**Given exercise**
Return every line of the listing below exactly as it appears, leaving out the pictures.

Box-labeled dataset extracts

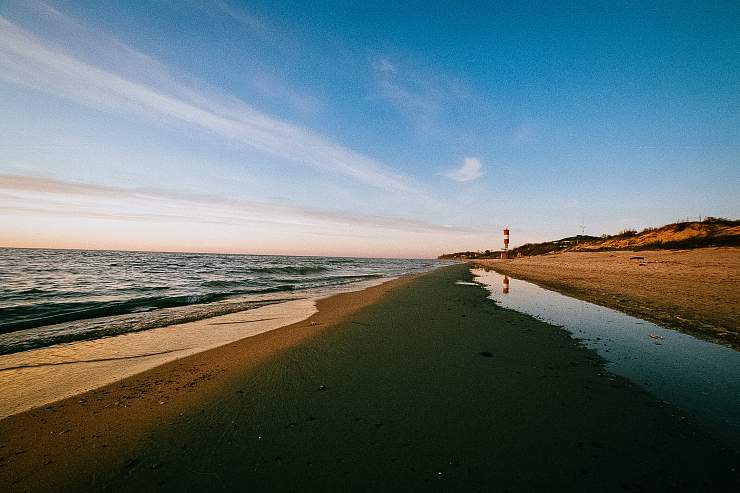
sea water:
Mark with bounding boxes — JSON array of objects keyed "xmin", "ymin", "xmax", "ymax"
[{"xmin": 0, "ymin": 248, "xmax": 443, "ymax": 354}]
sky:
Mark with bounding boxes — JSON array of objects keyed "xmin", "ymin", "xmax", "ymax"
[{"xmin": 0, "ymin": 0, "xmax": 740, "ymax": 257}]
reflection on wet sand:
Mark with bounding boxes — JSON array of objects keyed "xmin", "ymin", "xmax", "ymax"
[{"xmin": 473, "ymin": 269, "xmax": 740, "ymax": 446}]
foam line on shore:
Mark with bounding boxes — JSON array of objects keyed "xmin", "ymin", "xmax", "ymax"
[{"xmin": 0, "ymin": 299, "xmax": 317, "ymax": 419}]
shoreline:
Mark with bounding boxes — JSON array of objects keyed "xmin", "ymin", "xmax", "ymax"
[
  {"xmin": 0, "ymin": 278, "xmax": 397, "ymax": 420},
  {"xmin": 469, "ymin": 247, "xmax": 740, "ymax": 350},
  {"xmin": 0, "ymin": 264, "xmax": 738, "ymax": 491}
]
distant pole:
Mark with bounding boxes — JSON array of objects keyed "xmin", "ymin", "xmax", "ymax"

**Expected output**
sea water:
Mark with bounding boxes — JSON array of objects keyed "xmin", "ymin", "xmax", "ymax"
[{"xmin": 0, "ymin": 248, "xmax": 443, "ymax": 354}]
sky:
Mark with bounding boxes — JSON array of objects keyed "xmin", "ymin", "xmax", "ymax"
[{"xmin": 0, "ymin": 0, "xmax": 740, "ymax": 257}]
reflection on wet sand:
Mark with bounding boxes — JSON array of objects keyed "xmin", "ymin", "xmax", "ymax"
[{"xmin": 473, "ymin": 269, "xmax": 740, "ymax": 446}]
foam line on shore:
Mark with bounding boxes — JSON array of objects keyed "xmin", "ymin", "xmax", "ymax"
[{"xmin": 0, "ymin": 299, "xmax": 317, "ymax": 419}]
shoreline:
Mark with bounding boxes — JSON array of objects keyed "xmin", "ymin", "xmax", "ymax"
[
  {"xmin": 0, "ymin": 278, "xmax": 397, "ymax": 420},
  {"xmin": 469, "ymin": 247, "xmax": 740, "ymax": 350},
  {"xmin": 0, "ymin": 264, "xmax": 738, "ymax": 491}
]
distant pole:
Mark with bounding boxes — JSON array of objects keyed "xmin", "ymin", "xmax", "ymax"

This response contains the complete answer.